▶ _Goal_
Reproduce the discussion of stolen virtual game items from the words "Thanks to everyone" up to and including the words "ought to do.".

▶ _Supplied passage_
I have already filed an official Police report, but from what the Policeman said, chances of me ever seeing my virtual items or the money I put in that game are next to zero, because there were no "movable objects" involved (it is all "virtual"). And now I am writing here to find out if anyone else has lost valuable item(s) in a MMOG because of flaws in game UI and the company hosting the game being unwilling to cooperate.
Thanks to everyone in advance. Any kind of feedback is highly appreciated.
Comments
I don't think that the heavy dependence on RMT in Entropia is considered normal, expected, or acceptable in most games.
Should the company do something about it? Probably, but it might not be that simple, and it depends on the nature of the game. I'm not adequately familiar with Entropia to say what they ought to do.
Is the person who took your stuff in the wrong? Morally, sure. In a violation of the terms of service agreement? It depends on what it says for that particular game.
Should the police do something? What can they do? They don't have access to game servers, any more than you do. As for lawyers, good luck getting a lawyer to take a case for less than $1500.
Your survey does not include the answer I would have picked:
Stealing and scamming are normal and expected behavior for THE INTERNET.
The (perceived) anonymity almost encourages people to steal, cheat, lie, and scam because they think they will get away with it. I think the people who normally wouldn't do it in real life won't do it on the internet, but if someone does it on they internet, they are the type of person who would do it in real life if they thought they would get away with it.

▶ _Stored rows_

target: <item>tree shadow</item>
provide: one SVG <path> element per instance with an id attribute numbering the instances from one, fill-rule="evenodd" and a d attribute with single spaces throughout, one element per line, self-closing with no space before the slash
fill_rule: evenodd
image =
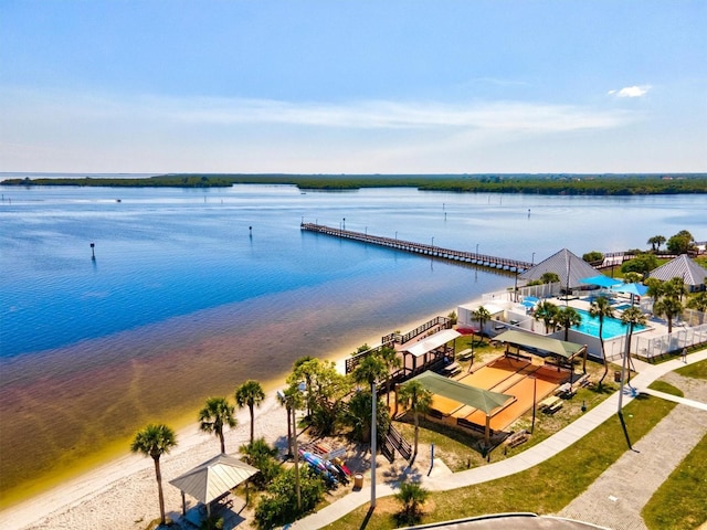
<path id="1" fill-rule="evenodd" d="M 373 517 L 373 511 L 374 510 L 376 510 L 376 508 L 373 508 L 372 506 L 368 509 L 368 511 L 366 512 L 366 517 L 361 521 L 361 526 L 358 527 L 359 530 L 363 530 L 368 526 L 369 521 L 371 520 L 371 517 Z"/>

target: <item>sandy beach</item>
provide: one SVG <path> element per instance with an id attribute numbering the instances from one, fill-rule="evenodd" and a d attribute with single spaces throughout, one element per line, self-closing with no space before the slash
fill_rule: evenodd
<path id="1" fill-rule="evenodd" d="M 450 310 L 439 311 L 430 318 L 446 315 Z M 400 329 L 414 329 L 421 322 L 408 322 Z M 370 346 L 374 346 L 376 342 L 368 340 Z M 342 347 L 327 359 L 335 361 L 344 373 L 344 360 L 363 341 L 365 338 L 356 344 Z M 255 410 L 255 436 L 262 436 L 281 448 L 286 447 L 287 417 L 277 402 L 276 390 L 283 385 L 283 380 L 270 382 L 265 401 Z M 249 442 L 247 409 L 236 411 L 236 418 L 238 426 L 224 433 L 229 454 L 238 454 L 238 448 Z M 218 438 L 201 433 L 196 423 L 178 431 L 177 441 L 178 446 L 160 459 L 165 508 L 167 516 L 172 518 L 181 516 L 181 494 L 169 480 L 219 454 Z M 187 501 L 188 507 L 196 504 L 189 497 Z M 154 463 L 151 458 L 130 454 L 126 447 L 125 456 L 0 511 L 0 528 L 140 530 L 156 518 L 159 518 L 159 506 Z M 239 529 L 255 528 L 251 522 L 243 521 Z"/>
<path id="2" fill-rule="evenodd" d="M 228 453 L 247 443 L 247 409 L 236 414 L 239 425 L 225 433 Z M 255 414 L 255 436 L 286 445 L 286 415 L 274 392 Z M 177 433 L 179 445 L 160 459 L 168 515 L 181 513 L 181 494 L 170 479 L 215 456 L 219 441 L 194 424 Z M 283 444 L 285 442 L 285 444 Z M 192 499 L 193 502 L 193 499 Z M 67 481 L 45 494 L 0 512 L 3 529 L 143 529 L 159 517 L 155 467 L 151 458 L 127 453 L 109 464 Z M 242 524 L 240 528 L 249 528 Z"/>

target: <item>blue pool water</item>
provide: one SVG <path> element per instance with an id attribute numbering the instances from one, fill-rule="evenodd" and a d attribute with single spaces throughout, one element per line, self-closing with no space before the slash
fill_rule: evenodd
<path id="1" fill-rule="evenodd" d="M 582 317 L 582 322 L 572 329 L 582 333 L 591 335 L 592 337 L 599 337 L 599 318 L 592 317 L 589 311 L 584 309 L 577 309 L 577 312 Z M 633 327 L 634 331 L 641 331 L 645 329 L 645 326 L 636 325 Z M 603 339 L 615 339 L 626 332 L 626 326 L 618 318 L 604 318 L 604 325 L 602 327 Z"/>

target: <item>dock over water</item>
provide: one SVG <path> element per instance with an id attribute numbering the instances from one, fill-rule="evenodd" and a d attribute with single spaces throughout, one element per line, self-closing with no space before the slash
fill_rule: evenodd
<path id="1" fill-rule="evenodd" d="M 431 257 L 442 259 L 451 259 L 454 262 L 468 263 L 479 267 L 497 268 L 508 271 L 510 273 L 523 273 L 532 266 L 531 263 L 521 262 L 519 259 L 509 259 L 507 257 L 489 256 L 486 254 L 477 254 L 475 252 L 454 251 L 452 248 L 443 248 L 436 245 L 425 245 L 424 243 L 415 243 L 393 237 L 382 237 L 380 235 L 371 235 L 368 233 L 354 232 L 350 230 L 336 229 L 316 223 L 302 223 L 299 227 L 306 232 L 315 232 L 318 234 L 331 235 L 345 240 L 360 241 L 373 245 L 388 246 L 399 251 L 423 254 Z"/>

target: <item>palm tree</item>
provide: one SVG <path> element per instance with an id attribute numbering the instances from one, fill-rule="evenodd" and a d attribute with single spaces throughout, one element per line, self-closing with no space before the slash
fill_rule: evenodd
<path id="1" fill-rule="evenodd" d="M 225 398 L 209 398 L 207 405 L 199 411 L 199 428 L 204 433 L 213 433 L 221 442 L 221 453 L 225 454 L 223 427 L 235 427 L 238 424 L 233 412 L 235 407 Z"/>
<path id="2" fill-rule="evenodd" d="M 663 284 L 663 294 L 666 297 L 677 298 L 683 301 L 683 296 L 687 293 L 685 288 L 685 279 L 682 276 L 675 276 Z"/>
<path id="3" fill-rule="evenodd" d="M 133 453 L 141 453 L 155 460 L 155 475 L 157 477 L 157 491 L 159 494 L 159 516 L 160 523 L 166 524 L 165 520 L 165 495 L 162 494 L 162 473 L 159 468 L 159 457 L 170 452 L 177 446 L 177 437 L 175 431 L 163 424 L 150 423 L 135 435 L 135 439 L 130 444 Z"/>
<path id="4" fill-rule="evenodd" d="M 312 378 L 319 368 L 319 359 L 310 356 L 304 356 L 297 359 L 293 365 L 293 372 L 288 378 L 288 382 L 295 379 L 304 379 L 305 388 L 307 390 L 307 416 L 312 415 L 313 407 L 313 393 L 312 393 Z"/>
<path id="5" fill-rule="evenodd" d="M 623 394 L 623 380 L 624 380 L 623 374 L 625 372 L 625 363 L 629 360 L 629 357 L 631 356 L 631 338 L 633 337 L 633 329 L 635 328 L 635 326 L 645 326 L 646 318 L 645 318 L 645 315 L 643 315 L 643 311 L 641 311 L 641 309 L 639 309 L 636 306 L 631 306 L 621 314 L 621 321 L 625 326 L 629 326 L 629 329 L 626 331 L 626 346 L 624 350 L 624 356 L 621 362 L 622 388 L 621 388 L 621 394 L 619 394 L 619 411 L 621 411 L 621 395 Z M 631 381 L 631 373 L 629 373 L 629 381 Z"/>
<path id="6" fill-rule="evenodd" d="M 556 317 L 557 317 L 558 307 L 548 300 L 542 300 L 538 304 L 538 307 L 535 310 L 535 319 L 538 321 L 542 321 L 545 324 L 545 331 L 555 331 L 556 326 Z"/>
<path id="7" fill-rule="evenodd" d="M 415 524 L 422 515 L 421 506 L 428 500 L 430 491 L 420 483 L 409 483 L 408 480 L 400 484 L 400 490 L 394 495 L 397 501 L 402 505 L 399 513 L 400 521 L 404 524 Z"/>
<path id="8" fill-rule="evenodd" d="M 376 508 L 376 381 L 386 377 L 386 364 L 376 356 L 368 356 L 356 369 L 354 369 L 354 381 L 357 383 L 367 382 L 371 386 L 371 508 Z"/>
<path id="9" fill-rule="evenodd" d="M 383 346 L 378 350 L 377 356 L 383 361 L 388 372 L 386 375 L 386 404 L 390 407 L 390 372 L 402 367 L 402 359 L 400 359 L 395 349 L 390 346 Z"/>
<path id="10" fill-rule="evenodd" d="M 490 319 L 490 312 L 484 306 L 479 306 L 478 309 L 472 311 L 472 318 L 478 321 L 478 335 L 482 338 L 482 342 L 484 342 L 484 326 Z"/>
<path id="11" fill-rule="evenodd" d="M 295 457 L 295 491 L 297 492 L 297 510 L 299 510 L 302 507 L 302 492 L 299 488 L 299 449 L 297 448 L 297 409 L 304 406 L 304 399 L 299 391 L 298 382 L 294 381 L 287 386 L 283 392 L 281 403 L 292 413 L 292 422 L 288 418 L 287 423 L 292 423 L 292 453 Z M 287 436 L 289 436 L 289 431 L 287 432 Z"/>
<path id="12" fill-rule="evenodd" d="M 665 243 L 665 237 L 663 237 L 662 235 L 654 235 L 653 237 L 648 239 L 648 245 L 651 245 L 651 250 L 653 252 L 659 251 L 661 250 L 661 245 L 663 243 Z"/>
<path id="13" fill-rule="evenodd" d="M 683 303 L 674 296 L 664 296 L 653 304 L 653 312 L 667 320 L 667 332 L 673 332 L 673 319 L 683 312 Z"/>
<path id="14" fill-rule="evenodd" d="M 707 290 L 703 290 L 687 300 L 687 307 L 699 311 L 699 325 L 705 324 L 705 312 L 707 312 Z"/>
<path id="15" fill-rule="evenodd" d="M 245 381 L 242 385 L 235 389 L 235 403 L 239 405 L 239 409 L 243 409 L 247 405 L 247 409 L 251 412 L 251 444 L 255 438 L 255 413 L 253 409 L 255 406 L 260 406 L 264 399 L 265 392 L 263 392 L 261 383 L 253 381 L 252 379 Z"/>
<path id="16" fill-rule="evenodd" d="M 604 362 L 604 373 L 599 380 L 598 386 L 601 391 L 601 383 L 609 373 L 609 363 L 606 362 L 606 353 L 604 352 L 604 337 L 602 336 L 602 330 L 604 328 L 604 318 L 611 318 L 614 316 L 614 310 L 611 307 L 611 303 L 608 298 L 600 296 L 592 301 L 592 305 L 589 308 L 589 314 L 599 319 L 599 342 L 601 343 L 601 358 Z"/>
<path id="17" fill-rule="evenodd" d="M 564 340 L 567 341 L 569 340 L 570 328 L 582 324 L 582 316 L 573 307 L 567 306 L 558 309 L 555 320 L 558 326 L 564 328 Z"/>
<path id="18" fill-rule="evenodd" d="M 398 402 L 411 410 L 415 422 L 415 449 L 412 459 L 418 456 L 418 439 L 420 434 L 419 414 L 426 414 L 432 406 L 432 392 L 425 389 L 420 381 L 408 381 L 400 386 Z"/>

...

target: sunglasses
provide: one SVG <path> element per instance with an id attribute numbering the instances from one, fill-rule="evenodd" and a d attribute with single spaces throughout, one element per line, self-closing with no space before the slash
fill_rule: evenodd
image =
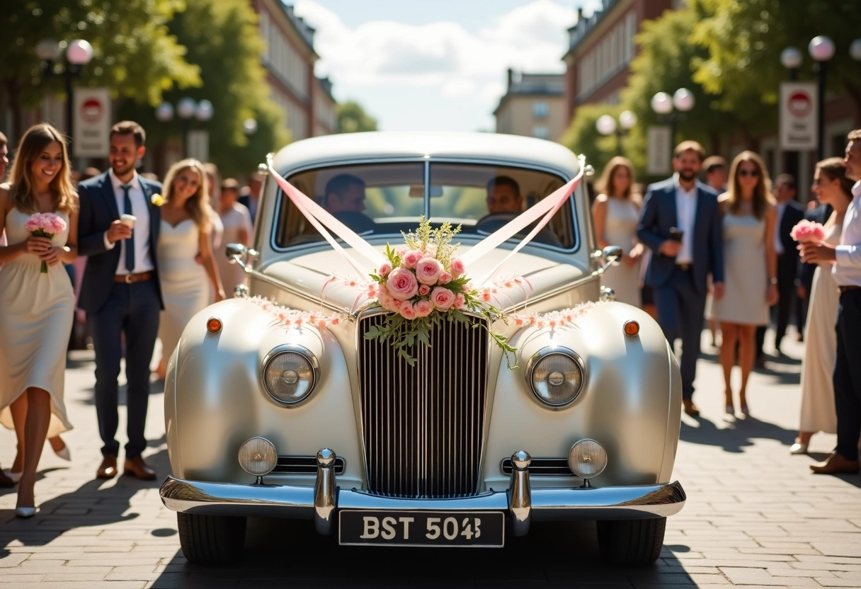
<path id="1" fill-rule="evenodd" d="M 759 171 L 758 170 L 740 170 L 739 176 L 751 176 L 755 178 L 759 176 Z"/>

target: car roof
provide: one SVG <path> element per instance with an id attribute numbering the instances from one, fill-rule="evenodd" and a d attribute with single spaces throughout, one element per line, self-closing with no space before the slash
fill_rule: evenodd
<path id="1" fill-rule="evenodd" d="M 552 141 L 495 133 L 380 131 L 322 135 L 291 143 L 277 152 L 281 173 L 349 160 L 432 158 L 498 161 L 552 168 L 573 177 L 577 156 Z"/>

▶ _Solution for this task_
Thanks to everyone in advance. Any kind of feedback is highly appreciated.
Comments
I don't think that the heavy dependence on RMT in Entropia is considered normal, expected, or acceptable in most games.
Should the company do something about it? Probably, but it might not be that simple, and it depends on the nature of the game. I'm not adequately familiar with Entropia to say what they ought to do.